■ **Data items**
● ● ● ●

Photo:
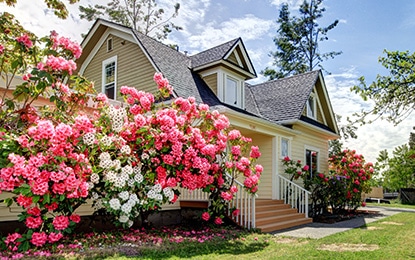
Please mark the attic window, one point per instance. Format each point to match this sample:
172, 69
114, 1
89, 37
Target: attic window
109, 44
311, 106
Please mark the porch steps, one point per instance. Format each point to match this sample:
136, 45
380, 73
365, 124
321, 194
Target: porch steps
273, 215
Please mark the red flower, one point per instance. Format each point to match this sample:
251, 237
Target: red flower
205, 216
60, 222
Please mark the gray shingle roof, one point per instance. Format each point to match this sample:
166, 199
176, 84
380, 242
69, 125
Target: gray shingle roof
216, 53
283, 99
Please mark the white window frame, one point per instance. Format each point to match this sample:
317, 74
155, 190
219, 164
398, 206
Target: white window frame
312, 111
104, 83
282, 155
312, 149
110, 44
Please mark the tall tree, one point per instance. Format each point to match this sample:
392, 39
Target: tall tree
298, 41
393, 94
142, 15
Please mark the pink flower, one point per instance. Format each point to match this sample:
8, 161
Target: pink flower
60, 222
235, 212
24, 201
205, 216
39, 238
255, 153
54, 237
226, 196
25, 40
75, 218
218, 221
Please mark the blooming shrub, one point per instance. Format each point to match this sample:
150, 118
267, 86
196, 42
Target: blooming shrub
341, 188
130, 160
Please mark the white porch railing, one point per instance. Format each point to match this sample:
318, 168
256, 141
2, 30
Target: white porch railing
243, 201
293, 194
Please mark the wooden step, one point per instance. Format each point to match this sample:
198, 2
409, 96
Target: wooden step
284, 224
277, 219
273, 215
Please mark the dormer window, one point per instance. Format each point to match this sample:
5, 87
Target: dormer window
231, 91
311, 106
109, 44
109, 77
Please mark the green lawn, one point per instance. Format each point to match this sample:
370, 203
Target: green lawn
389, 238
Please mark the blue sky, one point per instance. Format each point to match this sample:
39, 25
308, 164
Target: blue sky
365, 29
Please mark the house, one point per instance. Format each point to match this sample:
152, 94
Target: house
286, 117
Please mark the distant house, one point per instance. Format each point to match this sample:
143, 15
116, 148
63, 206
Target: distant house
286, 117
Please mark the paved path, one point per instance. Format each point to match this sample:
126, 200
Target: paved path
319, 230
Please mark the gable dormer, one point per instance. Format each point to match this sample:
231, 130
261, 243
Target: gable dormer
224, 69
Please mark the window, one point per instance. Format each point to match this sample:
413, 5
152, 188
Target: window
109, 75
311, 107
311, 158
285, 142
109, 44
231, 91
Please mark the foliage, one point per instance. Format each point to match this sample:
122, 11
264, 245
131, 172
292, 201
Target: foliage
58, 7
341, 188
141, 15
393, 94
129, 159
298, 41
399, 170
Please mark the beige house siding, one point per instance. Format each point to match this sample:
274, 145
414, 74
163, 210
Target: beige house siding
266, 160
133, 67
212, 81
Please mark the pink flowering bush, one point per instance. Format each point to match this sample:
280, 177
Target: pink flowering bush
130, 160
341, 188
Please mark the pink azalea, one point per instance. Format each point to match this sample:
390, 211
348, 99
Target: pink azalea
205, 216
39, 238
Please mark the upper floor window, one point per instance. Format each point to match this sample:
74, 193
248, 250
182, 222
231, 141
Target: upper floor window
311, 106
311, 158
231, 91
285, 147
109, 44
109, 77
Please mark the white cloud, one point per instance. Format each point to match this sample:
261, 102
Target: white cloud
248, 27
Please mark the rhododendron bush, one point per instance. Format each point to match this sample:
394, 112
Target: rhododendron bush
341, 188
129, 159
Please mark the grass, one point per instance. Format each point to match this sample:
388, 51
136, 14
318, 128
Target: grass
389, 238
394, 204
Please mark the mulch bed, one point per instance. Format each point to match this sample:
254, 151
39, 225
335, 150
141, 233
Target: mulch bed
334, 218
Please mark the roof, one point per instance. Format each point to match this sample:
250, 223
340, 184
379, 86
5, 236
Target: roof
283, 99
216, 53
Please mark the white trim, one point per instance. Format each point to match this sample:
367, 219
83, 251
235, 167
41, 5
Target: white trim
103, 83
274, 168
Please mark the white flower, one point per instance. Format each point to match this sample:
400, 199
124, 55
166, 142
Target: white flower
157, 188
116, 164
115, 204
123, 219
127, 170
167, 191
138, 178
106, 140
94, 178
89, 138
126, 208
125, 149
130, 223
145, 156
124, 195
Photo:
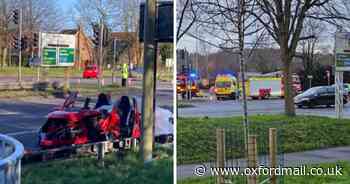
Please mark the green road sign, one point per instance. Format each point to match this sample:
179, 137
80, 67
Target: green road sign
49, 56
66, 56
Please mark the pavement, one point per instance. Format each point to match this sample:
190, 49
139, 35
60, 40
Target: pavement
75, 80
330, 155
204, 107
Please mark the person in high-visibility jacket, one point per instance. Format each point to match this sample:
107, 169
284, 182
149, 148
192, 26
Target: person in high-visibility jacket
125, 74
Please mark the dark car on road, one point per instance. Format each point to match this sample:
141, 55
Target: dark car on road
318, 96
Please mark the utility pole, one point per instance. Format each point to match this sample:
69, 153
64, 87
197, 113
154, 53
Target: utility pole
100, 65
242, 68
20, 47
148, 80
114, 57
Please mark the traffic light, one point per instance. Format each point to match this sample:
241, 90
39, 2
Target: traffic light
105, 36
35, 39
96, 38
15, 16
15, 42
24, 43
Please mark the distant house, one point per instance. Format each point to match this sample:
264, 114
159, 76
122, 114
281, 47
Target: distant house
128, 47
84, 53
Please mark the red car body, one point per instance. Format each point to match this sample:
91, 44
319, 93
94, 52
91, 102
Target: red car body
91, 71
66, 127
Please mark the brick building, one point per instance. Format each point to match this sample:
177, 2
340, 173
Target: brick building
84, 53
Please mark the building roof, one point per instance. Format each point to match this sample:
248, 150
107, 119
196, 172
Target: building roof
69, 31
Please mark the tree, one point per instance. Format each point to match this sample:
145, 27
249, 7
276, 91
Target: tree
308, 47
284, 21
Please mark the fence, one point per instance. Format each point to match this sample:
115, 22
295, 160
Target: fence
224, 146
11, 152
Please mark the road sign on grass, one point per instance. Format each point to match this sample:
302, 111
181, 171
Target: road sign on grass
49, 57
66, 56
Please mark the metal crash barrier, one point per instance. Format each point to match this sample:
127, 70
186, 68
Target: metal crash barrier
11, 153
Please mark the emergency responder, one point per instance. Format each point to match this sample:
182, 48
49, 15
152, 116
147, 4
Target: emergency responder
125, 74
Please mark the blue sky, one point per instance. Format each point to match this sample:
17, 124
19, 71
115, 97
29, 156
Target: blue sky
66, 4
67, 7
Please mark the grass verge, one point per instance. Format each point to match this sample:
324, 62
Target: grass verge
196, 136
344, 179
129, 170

● ● ● ●

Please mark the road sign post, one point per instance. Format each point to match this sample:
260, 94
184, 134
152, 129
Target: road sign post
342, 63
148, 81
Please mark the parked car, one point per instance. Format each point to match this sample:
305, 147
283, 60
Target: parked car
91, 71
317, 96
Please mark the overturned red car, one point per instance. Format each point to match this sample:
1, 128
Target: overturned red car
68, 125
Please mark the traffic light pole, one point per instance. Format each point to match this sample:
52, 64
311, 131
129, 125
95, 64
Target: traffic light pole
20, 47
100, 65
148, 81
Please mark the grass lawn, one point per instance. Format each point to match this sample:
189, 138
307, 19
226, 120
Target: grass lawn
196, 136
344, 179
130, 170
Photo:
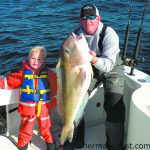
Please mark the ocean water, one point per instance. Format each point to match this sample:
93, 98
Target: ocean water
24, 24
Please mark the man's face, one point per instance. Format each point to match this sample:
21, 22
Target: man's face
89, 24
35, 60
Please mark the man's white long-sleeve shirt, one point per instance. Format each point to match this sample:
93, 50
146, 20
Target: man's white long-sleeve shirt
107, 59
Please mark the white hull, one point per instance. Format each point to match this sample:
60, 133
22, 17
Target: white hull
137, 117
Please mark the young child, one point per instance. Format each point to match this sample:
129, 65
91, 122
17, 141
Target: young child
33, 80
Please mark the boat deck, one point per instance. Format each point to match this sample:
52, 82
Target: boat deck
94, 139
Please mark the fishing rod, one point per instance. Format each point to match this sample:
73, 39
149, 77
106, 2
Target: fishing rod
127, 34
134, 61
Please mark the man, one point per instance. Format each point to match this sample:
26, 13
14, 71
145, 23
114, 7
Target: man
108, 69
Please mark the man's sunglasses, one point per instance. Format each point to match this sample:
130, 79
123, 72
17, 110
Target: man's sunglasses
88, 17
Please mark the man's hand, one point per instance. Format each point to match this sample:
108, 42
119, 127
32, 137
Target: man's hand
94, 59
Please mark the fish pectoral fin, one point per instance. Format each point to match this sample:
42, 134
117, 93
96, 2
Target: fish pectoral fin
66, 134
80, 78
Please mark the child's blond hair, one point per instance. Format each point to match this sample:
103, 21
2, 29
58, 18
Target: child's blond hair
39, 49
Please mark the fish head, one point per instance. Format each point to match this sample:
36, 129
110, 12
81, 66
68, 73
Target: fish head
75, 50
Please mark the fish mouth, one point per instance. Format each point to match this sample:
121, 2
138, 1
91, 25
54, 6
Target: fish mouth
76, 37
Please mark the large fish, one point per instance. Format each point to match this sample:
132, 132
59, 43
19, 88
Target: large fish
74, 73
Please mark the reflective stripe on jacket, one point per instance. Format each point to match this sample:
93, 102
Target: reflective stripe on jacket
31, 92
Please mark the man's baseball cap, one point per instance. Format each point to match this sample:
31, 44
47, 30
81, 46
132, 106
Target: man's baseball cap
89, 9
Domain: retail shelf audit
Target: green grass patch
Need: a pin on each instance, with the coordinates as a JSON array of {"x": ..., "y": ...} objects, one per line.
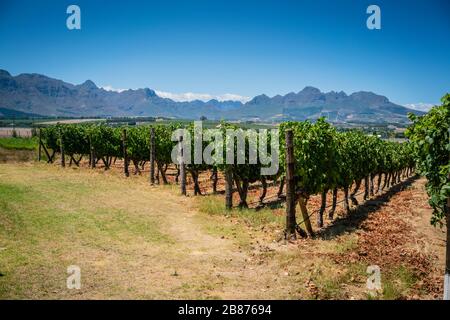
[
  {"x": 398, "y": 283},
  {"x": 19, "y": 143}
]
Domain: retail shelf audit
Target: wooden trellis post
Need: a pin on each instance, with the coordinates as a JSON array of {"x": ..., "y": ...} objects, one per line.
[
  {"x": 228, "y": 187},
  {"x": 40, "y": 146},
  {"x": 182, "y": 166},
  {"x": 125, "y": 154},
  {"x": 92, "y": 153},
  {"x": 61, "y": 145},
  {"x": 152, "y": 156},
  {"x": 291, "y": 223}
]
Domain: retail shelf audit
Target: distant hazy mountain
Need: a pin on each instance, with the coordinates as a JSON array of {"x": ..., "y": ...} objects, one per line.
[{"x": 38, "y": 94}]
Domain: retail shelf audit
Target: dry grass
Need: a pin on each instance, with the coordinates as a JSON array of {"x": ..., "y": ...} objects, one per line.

● ● ● ●

■ **Problem**
Reproduce the lines above, beginning at the line with "Target: pink azalea" and stopping after the line with "Please mark the rhododendron", exactly as they are.

■ **Response below**
Target: pink azalea
205, 216
39, 238
Please mark the upper floor window, one point per instance. Format each point to match this sample:
74, 193
248, 250
182, 222
231, 141
Target: upper floor window
311, 106
311, 158
231, 91
285, 147
109, 44
109, 77
Please mark the white cloud, one point per instance. Format each point to match this sample:
261, 102
Target: white cloud
248, 27
Please mark the rhododendron bush, one point per instance. Format each point to match this sample:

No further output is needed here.